Every line from the line containing "the orange goggle" through the final line below is to be repeated exactly; no other line is.

[Dataset records about object locations]
%%

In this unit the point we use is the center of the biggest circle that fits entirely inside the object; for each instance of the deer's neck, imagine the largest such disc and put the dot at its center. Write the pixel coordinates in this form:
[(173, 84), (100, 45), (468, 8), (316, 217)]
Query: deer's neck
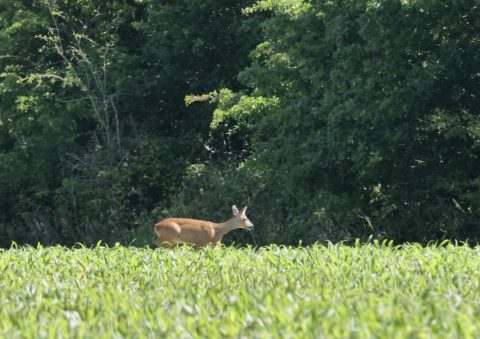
[(225, 227)]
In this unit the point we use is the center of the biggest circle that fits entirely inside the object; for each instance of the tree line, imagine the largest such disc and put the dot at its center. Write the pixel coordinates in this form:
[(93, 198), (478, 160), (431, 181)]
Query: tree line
[(331, 120)]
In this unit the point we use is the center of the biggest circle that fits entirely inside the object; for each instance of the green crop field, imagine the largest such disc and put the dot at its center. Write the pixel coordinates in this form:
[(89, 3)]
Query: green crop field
[(361, 291)]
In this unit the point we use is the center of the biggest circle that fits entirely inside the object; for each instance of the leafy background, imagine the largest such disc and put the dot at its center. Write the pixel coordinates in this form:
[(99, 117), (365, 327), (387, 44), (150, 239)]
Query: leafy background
[(331, 120)]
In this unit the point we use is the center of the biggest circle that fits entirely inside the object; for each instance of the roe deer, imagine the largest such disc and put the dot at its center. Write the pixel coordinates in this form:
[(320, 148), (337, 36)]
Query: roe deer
[(172, 231)]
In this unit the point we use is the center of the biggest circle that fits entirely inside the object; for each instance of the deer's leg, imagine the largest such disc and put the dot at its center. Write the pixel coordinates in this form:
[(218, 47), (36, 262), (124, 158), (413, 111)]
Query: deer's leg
[(163, 244)]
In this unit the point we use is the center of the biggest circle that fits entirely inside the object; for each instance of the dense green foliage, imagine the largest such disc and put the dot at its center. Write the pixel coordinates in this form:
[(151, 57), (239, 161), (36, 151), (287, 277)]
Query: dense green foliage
[(331, 119), (336, 291)]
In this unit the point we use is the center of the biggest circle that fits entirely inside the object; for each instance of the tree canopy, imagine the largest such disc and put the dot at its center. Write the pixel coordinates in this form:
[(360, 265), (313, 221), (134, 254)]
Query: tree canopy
[(332, 119)]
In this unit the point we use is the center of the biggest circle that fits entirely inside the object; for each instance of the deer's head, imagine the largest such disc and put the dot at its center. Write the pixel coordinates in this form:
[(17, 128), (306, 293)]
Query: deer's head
[(240, 217)]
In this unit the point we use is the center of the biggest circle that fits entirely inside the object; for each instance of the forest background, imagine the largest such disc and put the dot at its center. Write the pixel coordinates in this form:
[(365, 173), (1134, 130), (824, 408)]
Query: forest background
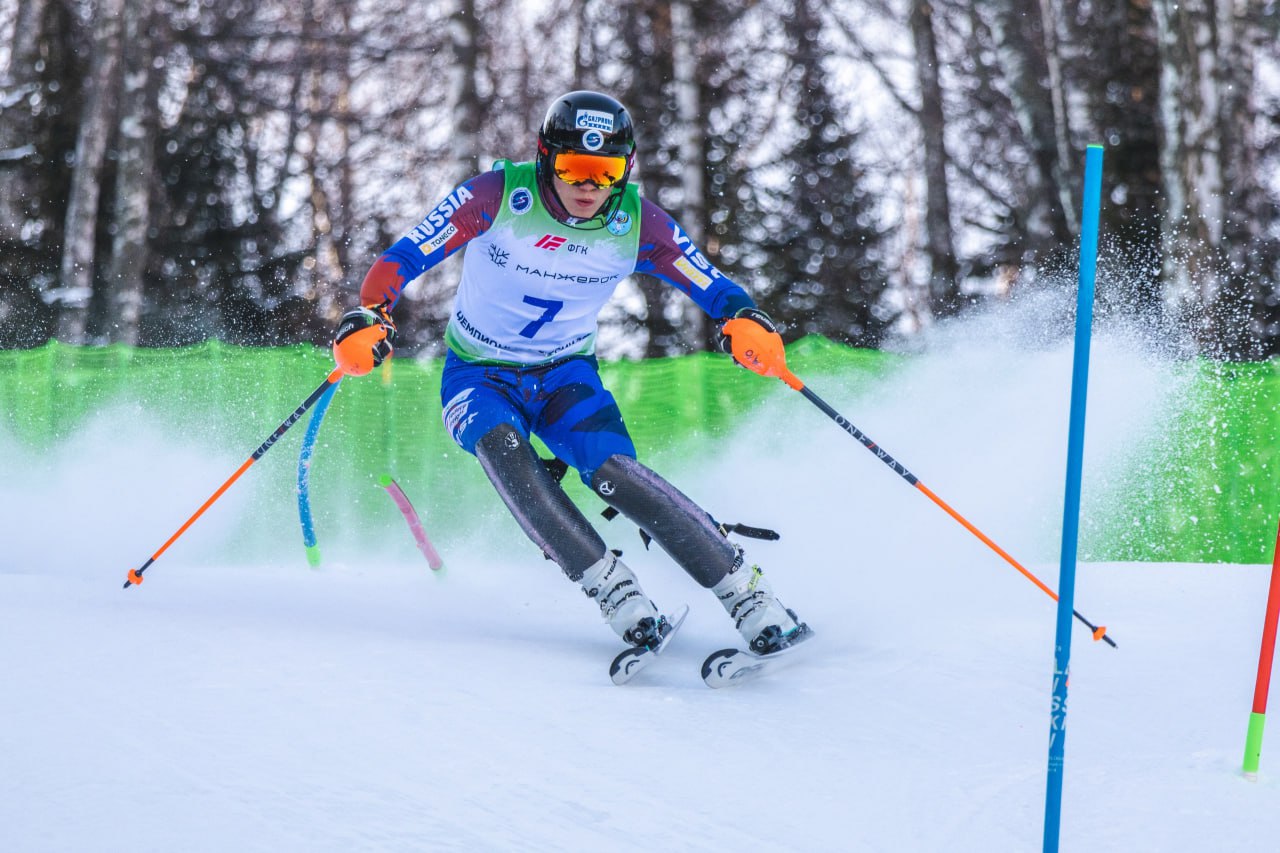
[(177, 170)]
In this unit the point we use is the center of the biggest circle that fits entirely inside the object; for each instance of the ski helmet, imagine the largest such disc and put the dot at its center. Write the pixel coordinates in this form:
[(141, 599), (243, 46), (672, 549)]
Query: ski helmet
[(586, 123)]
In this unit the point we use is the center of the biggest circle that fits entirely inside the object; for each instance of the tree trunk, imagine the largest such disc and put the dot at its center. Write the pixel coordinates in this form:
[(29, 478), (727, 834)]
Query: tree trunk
[(126, 272), (1022, 45), (18, 83), (76, 284), (1189, 156), (945, 297), (690, 122)]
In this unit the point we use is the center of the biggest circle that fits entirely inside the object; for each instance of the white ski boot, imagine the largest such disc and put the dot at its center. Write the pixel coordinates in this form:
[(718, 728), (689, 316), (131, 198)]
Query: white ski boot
[(764, 624), (622, 603)]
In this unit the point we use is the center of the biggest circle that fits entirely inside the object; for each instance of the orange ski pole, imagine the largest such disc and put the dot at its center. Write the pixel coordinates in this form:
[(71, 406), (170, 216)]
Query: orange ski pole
[(135, 575), (763, 354)]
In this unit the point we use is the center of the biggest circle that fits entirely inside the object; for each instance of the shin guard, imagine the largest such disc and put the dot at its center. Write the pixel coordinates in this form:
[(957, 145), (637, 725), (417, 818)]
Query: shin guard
[(540, 506), (682, 528)]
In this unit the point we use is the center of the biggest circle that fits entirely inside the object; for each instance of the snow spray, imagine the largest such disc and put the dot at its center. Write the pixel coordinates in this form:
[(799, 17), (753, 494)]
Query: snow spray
[(1257, 719)]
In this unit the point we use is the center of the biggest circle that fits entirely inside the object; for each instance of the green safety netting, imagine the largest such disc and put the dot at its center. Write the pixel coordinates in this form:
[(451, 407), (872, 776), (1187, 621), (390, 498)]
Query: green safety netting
[(1200, 491)]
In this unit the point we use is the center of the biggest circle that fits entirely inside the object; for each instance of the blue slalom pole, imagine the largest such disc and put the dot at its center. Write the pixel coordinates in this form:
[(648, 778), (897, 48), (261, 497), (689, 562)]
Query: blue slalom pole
[(309, 443), (1072, 503)]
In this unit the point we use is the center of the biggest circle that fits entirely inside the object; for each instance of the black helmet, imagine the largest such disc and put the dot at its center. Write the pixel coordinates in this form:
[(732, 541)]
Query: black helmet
[(589, 123)]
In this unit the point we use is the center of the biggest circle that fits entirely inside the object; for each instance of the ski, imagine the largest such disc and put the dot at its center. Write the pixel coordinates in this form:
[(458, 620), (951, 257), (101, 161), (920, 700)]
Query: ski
[(731, 666), (630, 662)]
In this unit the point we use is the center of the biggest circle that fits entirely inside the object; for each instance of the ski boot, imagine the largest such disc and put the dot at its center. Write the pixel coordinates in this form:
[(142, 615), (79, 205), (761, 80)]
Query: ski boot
[(763, 621), (622, 603)]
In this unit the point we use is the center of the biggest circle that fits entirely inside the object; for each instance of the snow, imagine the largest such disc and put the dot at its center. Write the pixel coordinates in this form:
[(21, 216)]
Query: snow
[(374, 706)]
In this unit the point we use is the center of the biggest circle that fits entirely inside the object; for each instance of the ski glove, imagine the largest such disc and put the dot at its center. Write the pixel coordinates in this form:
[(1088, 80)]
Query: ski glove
[(754, 342), (364, 340)]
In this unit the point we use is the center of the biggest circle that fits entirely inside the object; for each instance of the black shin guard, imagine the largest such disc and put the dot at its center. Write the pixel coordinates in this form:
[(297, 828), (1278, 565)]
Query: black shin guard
[(682, 528), (544, 511)]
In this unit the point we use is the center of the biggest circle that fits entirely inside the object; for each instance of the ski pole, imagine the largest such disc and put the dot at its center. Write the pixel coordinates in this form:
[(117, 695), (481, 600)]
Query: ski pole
[(764, 356), (135, 575)]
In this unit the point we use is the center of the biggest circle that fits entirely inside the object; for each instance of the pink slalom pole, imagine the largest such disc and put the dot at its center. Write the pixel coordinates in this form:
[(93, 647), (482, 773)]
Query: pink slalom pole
[(1257, 719), (415, 524)]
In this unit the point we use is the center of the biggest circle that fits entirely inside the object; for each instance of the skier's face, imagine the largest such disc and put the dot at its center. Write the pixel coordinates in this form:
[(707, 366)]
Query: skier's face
[(581, 200)]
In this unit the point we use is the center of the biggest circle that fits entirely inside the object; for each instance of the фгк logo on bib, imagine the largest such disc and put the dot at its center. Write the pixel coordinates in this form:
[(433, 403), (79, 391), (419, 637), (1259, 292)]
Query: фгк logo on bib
[(620, 223), (520, 201)]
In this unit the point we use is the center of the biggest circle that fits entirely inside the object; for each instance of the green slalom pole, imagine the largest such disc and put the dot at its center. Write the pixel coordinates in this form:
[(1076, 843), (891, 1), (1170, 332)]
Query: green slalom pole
[(1258, 717)]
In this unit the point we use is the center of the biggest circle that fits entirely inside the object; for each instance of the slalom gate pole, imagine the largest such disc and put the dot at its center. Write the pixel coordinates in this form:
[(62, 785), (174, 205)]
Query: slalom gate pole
[(135, 575), (415, 524), (309, 443), (1257, 719), (1098, 632), (1072, 501)]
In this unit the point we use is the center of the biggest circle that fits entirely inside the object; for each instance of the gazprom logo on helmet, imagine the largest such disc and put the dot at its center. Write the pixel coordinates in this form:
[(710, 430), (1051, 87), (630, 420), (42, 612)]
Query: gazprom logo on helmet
[(520, 201), (594, 121)]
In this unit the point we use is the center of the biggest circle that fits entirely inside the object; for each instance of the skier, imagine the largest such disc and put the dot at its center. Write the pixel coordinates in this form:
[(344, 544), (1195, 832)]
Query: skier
[(548, 243)]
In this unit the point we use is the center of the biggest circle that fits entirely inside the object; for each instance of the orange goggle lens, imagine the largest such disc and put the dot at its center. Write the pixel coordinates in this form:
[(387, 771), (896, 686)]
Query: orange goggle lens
[(603, 170)]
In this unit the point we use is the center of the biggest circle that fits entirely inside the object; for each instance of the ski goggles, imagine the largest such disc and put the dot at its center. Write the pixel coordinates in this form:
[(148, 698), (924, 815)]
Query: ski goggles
[(602, 169)]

%%

The result:
In this unit the point we use is the center of the biggest circle that fits entirely inside the object; for each instance of the orange goggle lens, imagine the largest such disc and put the dot at its center. Write the pixel coordinates in this form:
[(387, 771), (896, 686)]
Query: orange goggle lens
[(603, 170)]
In this unit the point we use is the center of the biggest circle that fits entirely inside the object; for each instance of the ski goggles, imagine the largest such disc and put the dot at its center. Write the pixel coordinates in this form:
[(148, 698), (924, 815)]
Query: ski goggles
[(602, 169)]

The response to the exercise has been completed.